Supplied passage:

==========

On March 30, Mulally was presiding over the now-daily SAR meeting in the Thunderbird Room when Ojakli was notified that Obama
was about to address the nation. The technicians in the control booth got CNN up on the big screen just before 11:07
A.M
., when the president stepped into the Grand Foyer of the White House and, flanked by the members of his new task force, delivered his final ultimatum to Detroit.
“Year after year, decade after decade, we’ve seen problems papered over and tough choices kicked down the road, even as foreign competitors outpaced us. Well, we’ve reached the end of that road,” he said. “We cannot, and must not, and we will not let our auto industry simply vanish. [But] we cannot make the survival of our auto industry dependent on an unending flow of taxpayer dollars. These companies and this industry must ultimately stand on their own, not as wards of the state.”
The president gave GM sixty days to produce “a better business plan” that addressed all of its legacy issues and transformed the automaker into a leaner, more competitive company. He also fired Rick Wagoner. Obama said it was too late for Chrysler. Instead he gave the Auburn Hills automaker thirty days to negotiate a marriage with Italy’s Fiat SpA.
There was something in it for Ford, too, at least indirectly.
“We must also recognize that the difficulties facing this industry are due in no small part to the weaknesses in our economy as a whole,” the president said. “Therefore, to support demand for auto sales during this period, I’m directing my team to take several steps.”

==========

Supplied data:
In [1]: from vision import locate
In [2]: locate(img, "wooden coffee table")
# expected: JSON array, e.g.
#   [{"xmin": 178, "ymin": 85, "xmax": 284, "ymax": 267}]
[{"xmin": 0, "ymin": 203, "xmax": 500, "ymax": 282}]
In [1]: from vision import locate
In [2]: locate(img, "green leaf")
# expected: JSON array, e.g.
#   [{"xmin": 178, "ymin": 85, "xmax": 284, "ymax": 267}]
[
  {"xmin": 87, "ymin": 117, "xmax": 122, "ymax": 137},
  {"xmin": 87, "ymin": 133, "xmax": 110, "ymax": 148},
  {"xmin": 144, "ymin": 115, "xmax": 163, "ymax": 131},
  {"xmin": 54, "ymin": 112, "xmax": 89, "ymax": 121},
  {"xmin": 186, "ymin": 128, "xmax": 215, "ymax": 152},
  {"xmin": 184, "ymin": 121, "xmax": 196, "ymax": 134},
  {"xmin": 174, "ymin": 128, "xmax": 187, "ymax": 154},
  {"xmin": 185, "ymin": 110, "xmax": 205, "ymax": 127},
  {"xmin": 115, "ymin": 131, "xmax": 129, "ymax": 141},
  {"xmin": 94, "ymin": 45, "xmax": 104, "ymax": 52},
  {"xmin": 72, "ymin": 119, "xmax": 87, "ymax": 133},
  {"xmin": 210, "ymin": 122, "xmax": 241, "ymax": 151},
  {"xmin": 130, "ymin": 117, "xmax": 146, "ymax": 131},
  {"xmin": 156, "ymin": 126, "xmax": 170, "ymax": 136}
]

==========

Written tasks:
- 1) From the auto industry passage, quote the part that opens with the words containing "The president gave" and closes with "Italy’s Fiat SpA.".
- 2) According to the auto industry passage, why did the president direct his team to take several steps, and what were those steps meant to do? Please answer in one to three sentences.
- 3) Answer these questions from the auto industry passage:
(a) In which room was Mulally presiding over the SAR meeting?
(b) How many days did the president give GM to produce a better business plan?
(c) With which company was Chrysler given thirty days to negotiate a marriage?
The records play no part in what follows.

Solution set:
- 1)
The president gave GM sixty days to produce “a better business plan” that addressed all of its legacy issues and transformed the automaker into a leaner, more competitive company. He also fired Rick Wagoner. Obama said it was too late for Chrysler. Instead he gave the Auburn Hills automaker thirty days to negotiate a marriage with Italy’s Fiat SpA.

- 2) The president said the industry's difficulties were due in no small part to weaknesses in the economy as a whole. He therefore directed his team to take several steps to support demand for auto sales during that period.

- 3)
(a) The Thunderbird Room.
(b) Sixty days.
(c) Italy's Fiat SpA.